▶ [Object detection data]:

* * * * * * * * *

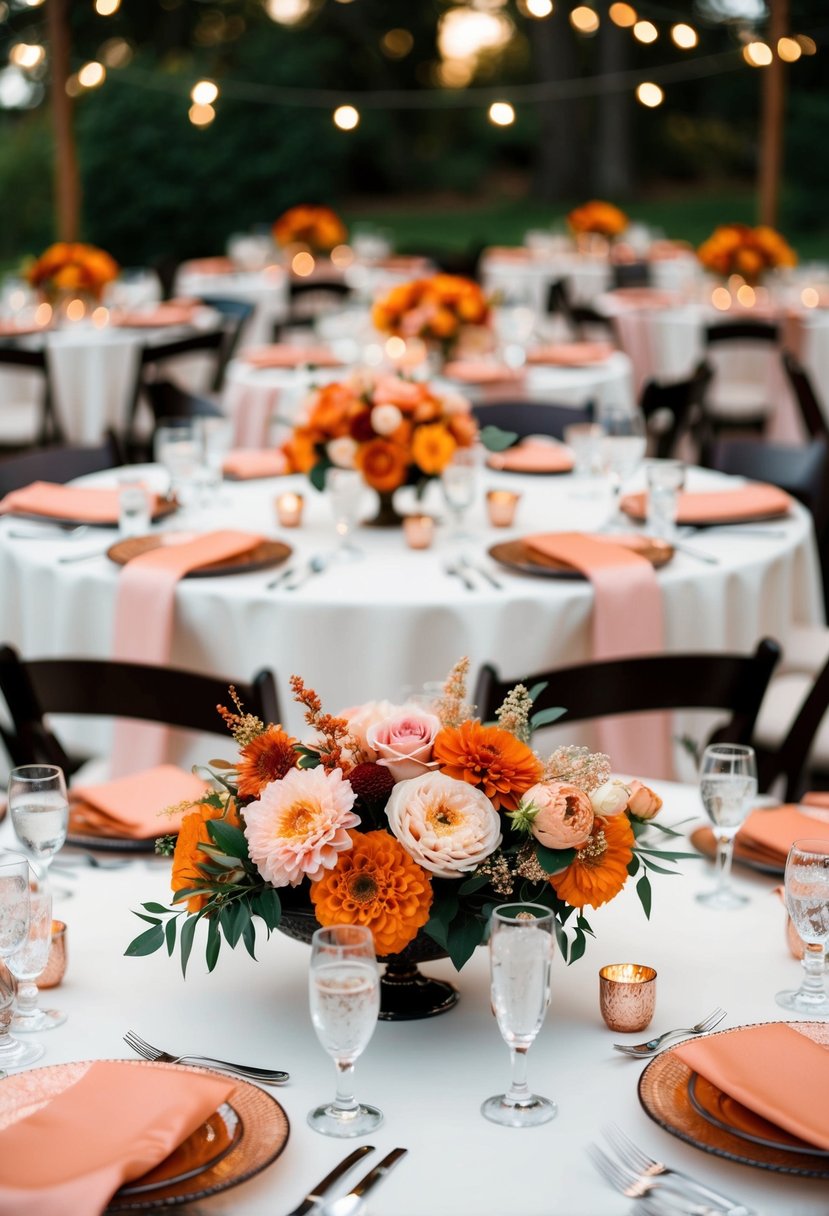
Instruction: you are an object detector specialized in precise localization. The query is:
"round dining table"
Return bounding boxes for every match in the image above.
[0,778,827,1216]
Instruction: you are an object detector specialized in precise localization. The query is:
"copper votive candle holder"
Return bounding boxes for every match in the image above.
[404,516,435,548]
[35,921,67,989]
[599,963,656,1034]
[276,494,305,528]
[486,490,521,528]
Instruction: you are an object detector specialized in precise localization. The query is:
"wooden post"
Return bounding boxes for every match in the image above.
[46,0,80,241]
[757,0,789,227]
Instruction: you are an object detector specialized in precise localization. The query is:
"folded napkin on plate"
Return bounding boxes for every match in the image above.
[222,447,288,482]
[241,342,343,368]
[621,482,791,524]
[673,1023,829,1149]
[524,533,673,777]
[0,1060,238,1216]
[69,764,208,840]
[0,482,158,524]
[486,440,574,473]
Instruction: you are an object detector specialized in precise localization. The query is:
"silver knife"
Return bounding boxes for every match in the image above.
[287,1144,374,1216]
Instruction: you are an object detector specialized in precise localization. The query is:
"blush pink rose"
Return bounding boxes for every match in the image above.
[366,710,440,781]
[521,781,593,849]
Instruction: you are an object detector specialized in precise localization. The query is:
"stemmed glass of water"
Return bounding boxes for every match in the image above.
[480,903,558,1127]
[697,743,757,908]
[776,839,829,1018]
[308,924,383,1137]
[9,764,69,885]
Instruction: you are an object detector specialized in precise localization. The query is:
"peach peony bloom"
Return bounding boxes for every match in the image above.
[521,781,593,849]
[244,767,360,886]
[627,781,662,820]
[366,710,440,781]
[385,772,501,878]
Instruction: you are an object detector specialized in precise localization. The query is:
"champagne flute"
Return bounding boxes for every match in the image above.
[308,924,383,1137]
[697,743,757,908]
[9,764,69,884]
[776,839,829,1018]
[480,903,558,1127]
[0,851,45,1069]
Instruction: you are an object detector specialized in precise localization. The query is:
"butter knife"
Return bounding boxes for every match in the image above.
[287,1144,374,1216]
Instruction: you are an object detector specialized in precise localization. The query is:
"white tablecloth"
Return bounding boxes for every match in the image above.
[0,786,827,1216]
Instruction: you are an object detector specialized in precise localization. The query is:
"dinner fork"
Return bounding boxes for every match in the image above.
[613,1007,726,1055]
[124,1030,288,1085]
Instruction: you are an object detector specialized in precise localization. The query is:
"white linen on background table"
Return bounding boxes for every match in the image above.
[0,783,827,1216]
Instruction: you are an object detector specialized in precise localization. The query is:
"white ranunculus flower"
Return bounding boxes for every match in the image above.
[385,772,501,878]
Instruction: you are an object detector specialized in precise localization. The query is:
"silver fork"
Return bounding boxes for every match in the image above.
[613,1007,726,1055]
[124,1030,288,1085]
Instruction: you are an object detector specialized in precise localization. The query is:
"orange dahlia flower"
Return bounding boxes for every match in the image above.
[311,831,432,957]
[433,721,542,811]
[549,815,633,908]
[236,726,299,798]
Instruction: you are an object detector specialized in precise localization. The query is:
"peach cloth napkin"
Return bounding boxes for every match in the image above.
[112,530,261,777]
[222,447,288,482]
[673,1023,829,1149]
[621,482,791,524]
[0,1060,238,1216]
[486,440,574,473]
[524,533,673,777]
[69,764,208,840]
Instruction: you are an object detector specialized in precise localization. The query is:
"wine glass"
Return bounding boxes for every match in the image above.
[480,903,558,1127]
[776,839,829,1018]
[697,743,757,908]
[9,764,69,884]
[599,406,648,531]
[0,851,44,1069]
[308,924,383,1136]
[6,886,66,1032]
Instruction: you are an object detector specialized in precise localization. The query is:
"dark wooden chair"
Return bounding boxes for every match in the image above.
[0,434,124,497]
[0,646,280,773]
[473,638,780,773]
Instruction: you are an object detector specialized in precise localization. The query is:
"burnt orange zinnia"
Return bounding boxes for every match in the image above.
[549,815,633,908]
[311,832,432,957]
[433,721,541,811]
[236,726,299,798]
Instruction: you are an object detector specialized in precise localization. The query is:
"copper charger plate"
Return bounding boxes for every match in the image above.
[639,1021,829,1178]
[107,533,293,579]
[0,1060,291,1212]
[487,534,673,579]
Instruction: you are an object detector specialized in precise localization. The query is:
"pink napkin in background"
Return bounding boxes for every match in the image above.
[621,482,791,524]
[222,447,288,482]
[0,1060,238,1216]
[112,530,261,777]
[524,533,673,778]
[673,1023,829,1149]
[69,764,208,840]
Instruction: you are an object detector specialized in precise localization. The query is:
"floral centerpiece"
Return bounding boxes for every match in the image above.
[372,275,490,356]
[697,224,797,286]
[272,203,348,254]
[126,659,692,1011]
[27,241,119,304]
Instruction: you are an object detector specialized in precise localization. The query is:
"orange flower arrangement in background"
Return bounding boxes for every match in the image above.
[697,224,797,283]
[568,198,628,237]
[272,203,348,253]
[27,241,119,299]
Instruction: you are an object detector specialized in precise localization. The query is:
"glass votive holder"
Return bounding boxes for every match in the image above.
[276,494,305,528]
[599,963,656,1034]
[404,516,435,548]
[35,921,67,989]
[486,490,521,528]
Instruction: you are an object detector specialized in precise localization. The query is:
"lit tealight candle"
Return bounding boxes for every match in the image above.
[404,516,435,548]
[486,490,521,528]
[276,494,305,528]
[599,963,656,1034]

* * * * * * * * *

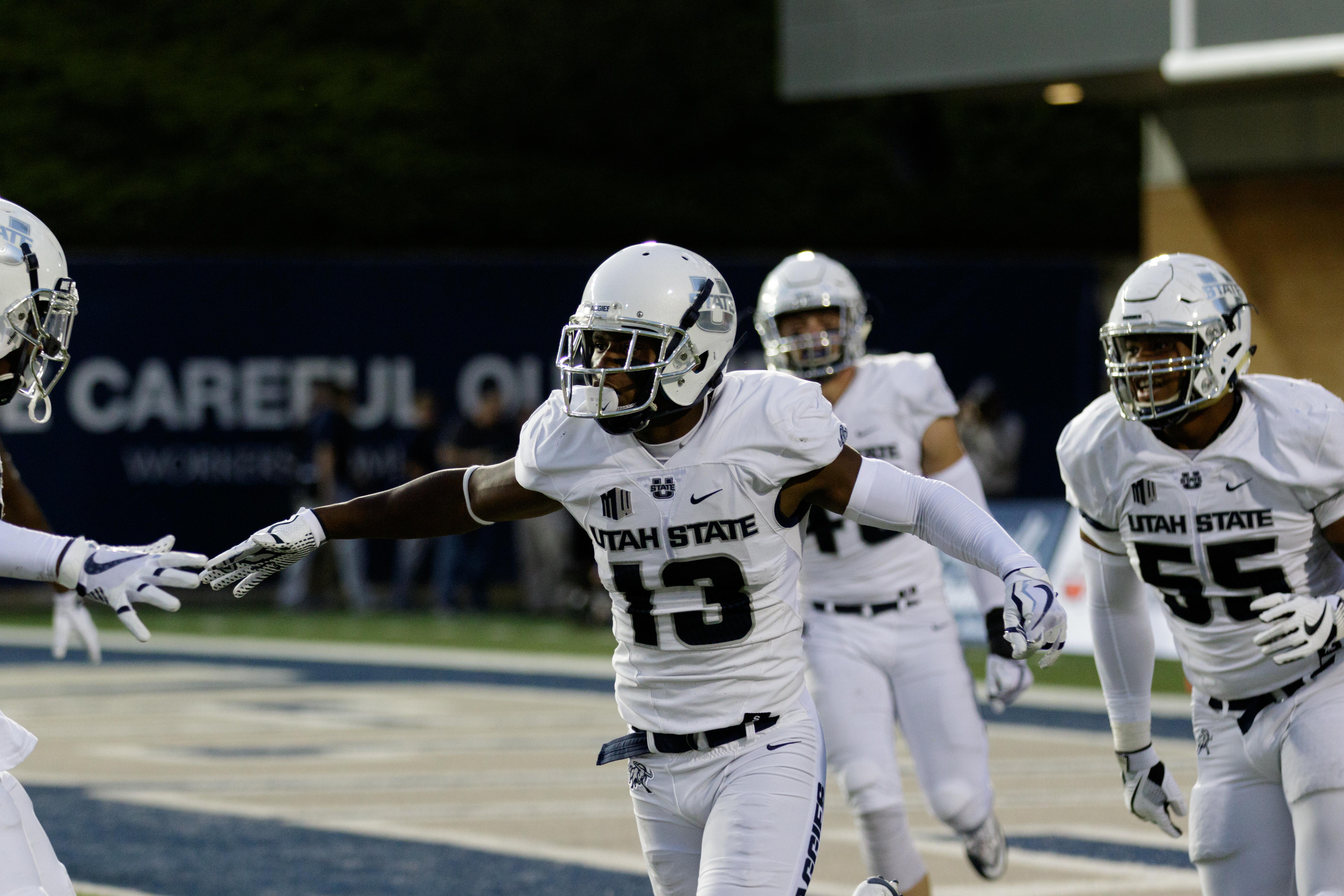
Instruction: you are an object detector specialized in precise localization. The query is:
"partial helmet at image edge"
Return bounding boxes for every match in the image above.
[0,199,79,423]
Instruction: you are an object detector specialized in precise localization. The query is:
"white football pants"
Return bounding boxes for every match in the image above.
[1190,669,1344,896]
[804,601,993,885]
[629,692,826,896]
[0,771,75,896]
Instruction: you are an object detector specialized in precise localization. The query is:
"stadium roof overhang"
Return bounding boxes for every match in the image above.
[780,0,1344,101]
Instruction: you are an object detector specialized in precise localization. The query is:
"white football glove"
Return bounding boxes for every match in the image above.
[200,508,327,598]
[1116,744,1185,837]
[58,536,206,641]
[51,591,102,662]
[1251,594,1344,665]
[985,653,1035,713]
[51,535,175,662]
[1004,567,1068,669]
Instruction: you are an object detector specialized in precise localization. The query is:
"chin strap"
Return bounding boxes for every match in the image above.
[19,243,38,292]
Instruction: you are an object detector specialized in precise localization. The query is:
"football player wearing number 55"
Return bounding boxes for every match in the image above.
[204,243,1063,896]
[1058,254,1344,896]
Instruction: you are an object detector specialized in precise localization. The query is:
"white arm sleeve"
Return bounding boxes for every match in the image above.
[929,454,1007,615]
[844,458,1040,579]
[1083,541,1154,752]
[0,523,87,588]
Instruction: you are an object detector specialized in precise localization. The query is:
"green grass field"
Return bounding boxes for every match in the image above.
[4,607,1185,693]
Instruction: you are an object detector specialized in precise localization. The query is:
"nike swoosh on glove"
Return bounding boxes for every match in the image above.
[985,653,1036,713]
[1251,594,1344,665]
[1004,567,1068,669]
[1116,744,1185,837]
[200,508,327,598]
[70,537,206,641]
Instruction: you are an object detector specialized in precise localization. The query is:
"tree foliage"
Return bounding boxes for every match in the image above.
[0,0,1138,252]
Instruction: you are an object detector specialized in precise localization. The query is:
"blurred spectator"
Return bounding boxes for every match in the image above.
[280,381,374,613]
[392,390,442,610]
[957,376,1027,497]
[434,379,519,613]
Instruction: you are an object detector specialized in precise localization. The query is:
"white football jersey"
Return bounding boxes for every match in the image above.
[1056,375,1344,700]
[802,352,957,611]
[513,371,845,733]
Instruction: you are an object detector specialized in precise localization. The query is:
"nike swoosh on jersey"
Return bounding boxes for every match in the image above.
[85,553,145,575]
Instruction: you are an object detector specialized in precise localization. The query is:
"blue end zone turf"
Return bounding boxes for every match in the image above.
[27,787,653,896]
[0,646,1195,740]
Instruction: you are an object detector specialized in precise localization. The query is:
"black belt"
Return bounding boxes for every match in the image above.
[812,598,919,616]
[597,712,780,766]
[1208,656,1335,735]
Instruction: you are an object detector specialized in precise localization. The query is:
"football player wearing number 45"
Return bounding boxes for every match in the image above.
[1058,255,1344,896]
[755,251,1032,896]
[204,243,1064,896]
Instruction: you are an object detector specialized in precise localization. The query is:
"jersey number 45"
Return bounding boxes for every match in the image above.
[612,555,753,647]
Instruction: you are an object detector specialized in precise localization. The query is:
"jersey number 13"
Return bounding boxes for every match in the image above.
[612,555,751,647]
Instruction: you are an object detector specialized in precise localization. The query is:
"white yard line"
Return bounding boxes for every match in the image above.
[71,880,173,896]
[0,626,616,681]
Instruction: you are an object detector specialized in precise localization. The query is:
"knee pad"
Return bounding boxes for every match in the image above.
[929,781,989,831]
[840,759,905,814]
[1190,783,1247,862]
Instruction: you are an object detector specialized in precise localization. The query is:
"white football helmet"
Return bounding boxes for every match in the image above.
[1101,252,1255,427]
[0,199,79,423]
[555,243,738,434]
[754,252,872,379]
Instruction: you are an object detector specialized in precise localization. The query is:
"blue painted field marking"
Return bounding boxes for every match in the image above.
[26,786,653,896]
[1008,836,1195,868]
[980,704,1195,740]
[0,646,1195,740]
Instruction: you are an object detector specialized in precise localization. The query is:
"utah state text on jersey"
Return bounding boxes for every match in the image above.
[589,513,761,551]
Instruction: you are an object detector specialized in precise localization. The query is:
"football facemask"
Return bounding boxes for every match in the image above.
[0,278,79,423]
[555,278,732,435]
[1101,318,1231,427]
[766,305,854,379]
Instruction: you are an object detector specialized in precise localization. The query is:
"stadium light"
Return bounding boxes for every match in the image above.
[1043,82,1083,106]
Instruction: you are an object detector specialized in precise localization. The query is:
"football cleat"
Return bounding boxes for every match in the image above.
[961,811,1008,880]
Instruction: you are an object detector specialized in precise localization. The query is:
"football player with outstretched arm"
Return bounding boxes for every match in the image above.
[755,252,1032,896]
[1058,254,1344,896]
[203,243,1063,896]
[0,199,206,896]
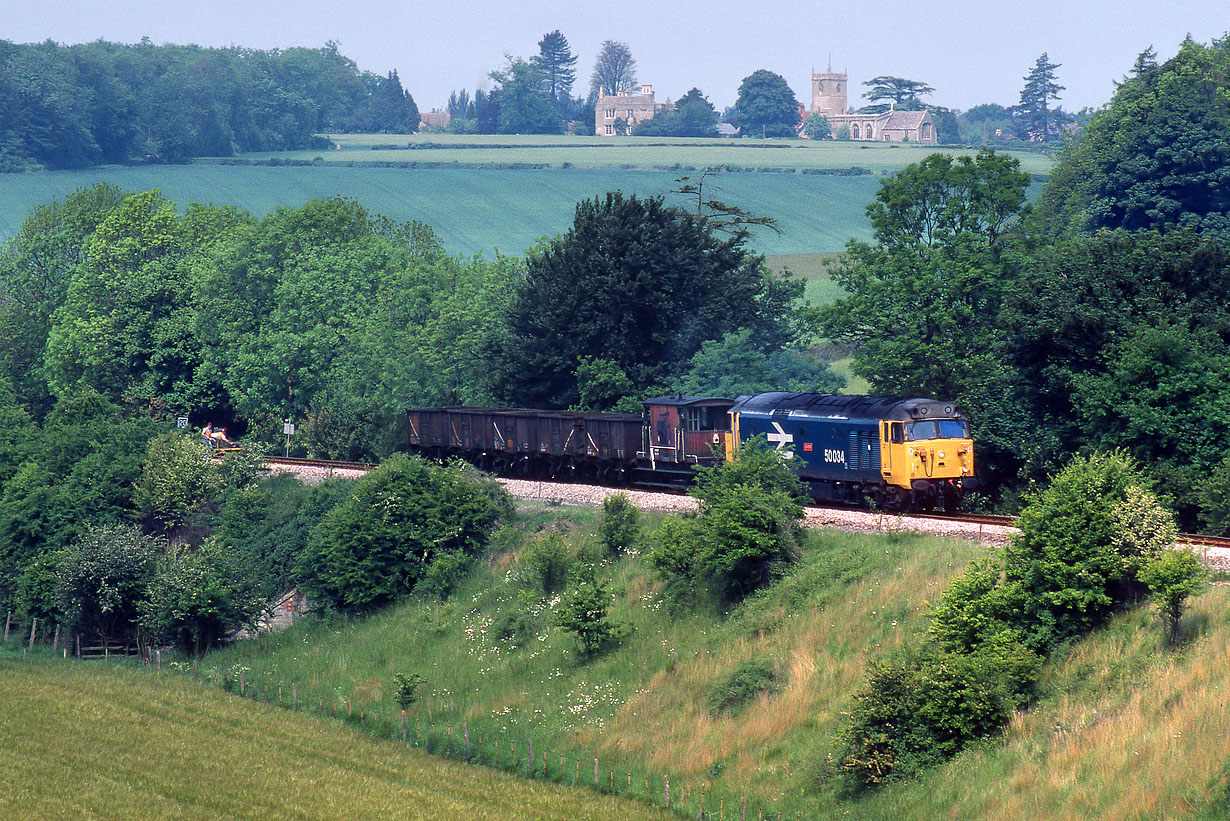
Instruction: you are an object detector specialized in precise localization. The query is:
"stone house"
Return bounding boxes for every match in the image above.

* * * * * * * * *

▶ [Do this]: Please gather every line in the records above that contains the word "pink" and copy each one out in full.

▶ [Result]:
"blush pink rose"
"pink napkin in background"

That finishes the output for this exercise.